— start GIVEN RECORDS —

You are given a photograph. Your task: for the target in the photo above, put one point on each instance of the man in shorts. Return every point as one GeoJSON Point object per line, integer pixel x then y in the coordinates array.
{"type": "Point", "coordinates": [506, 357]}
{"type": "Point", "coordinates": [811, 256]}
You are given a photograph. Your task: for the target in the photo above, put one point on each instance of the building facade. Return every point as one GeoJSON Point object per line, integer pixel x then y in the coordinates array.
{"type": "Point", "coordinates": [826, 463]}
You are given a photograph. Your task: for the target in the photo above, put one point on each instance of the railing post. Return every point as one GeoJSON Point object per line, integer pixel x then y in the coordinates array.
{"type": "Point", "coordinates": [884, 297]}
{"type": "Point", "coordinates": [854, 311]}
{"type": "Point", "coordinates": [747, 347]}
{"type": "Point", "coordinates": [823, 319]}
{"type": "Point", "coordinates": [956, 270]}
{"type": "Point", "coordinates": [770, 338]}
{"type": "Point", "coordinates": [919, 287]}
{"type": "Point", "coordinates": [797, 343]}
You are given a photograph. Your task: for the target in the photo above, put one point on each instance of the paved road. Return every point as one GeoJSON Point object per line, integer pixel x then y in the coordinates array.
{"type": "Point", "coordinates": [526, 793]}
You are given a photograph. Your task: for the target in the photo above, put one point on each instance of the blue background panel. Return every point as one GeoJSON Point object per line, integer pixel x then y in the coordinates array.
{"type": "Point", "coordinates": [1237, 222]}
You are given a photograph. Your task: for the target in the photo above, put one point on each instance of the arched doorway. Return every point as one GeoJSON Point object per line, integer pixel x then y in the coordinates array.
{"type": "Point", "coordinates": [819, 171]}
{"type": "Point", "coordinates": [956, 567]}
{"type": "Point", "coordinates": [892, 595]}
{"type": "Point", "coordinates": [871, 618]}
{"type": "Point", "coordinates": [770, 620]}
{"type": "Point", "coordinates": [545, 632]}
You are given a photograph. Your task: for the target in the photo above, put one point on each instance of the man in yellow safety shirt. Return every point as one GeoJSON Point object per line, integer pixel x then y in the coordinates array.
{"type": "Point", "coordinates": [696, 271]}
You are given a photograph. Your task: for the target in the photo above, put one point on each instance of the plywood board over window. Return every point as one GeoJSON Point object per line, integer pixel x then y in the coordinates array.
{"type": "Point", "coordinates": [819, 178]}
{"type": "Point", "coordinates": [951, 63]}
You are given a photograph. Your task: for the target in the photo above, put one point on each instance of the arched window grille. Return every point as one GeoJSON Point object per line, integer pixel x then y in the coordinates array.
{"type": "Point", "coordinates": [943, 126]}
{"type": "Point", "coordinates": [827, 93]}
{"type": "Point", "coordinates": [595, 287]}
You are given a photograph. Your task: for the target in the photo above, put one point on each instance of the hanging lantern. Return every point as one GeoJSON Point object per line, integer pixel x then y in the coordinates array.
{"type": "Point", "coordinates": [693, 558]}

— end GIVEN RECORDS —

Copy all of the data above word for word, from the first line through the last.

You are given a photograph. Your task: for the target in the photo above, put one point on each instance of the man in shorts. Return every point as one GeoJSON Point object per line, integer pixel x then y in the coordinates array.
{"type": "Point", "coordinates": [506, 357]}
{"type": "Point", "coordinates": [811, 256]}
You are given a photograph. Your task: for the target in the photo above, put one point on each instance of the building facade. Return every point as one GeoJSON Point object per line, integer pixel x then y in the coordinates array.
{"type": "Point", "coordinates": [826, 463]}
You are given a photograph. Your task: for the target in the photo above, put one point on each instance of the railing post. Return every point as one GeoJSON Point object per line, integer pixel x then y in the coordinates array.
{"type": "Point", "coordinates": [884, 297]}
{"type": "Point", "coordinates": [854, 311]}
{"type": "Point", "coordinates": [747, 347]}
{"type": "Point", "coordinates": [823, 319]}
{"type": "Point", "coordinates": [956, 270]}
{"type": "Point", "coordinates": [770, 338]}
{"type": "Point", "coordinates": [919, 287]}
{"type": "Point", "coordinates": [797, 343]}
You are given a photograph. Your task: for the target in the photo above, put one point on each instance of the paved road. Return every point as one GeoJSON Point object per line, integer pixel x then y in the coordinates array.
{"type": "Point", "coordinates": [526, 793]}
You are given a photograph. Your task: for the target in the photo above, put one point on each instance of the blue background panel. Return every point as one GeoJSON Point object per line, integer pixel x then y in the coordinates array.
{"type": "Point", "coordinates": [1237, 222]}
You are given a photograph. Your task: for the target in the photo above, put one point on each instance of the arched doorway. Return every point as one GeoJSON Point object per line, integer pixel x then y in the coordinates array.
{"type": "Point", "coordinates": [819, 171]}
{"type": "Point", "coordinates": [956, 567]}
{"type": "Point", "coordinates": [892, 595]}
{"type": "Point", "coordinates": [871, 618]}
{"type": "Point", "coordinates": [770, 620]}
{"type": "Point", "coordinates": [545, 632]}
You are given a photograph. Your task: for the target in the photo above, put one point on each instance of the man in yellow safety shirt. Return every point as one GeoJSON Point object per line, integer pixel x then y in the coordinates array.
{"type": "Point", "coordinates": [696, 271]}
You are given a photograph. Your task: for the target in the photo above, put one point on each instance of the plywood board over window. Return every point as one GeoJSON Point object per line, integer pixel x then y in the coordinates array.
{"type": "Point", "coordinates": [819, 178]}
{"type": "Point", "coordinates": [951, 63]}
You are given a photograph. Your task: for the target in the photo above, put one point on each instance of the arched window grille. Return every point as one GeoJSON Point object per line, integer pixel x then y in the coordinates array.
{"type": "Point", "coordinates": [943, 126]}
{"type": "Point", "coordinates": [827, 93]}
{"type": "Point", "coordinates": [595, 287]}
You are given a photograph. Your task: for the target in the photo above, put one point on each instance of the hanging lantern. Return every point as one GeoJSON Point object per line, integer pixel x then y in the coordinates array.
{"type": "Point", "coordinates": [693, 558]}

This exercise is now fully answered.